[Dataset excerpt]
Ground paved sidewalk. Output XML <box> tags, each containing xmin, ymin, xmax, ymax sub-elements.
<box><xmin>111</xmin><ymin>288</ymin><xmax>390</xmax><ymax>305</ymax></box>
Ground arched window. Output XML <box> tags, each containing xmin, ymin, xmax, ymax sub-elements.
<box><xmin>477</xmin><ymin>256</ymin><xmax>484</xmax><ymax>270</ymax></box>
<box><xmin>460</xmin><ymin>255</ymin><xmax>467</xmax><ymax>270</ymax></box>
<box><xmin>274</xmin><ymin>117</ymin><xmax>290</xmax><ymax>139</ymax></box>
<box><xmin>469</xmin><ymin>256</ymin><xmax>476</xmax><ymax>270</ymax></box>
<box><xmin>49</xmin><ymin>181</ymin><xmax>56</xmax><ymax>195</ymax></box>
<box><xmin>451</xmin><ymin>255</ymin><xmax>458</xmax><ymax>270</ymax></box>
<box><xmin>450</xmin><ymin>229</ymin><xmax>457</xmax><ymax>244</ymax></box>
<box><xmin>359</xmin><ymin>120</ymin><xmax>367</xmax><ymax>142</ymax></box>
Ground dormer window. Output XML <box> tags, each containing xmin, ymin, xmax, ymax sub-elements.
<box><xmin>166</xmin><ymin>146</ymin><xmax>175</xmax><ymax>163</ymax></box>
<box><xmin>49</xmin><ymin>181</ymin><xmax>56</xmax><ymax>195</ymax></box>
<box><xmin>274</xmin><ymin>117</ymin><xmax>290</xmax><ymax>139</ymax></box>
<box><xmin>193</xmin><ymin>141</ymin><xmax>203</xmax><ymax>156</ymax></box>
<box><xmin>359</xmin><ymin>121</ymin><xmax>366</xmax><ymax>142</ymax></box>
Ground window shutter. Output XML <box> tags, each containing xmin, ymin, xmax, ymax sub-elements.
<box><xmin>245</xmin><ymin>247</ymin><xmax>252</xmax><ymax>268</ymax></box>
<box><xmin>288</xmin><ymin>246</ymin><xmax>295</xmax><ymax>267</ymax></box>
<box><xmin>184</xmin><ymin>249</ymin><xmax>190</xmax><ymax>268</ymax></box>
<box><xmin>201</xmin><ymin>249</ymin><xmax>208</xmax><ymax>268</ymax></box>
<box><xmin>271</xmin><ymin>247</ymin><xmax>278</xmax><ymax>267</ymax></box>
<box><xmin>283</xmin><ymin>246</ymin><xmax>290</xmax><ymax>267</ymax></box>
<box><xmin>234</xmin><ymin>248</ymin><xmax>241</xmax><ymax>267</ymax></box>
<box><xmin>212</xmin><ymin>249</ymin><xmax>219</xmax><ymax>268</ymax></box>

Short task: Reproduce the lines from the one containing "Ground window shutter." through the end of the records, swapping "window shutter" for "exterior shutter" and leaving everything else unchanged.

Result:
Ground exterior shutter. Output XML <box> tags, each containing xmin, ymin, xmax, ymax sub-elements.
<box><xmin>245</xmin><ymin>247</ymin><xmax>252</xmax><ymax>268</ymax></box>
<box><xmin>288</xmin><ymin>246</ymin><xmax>295</xmax><ymax>267</ymax></box>
<box><xmin>184</xmin><ymin>249</ymin><xmax>190</xmax><ymax>268</ymax></box>
<box><xmin>201</xmin><ymin>249</ymin><xmax>208</xmax><ymax>268</ymax></box>
<box><xmin>271</xmin><ymin>247</ymin><xmax>278</xmax><ymax>267</ymax></box>
<box><xmin>283</xmin><ymin>246</ymin><xmax>290</xmax><ymax>267</ymax></box>
<box><xmin>234</xmin><ymin>248</ymin><xmax>241</xmax><ymax>267</ymax></box>
<box><xmin>212</xmin><ymin>249</ymin><xmax>219</xmax><ymax>268</ymax></box>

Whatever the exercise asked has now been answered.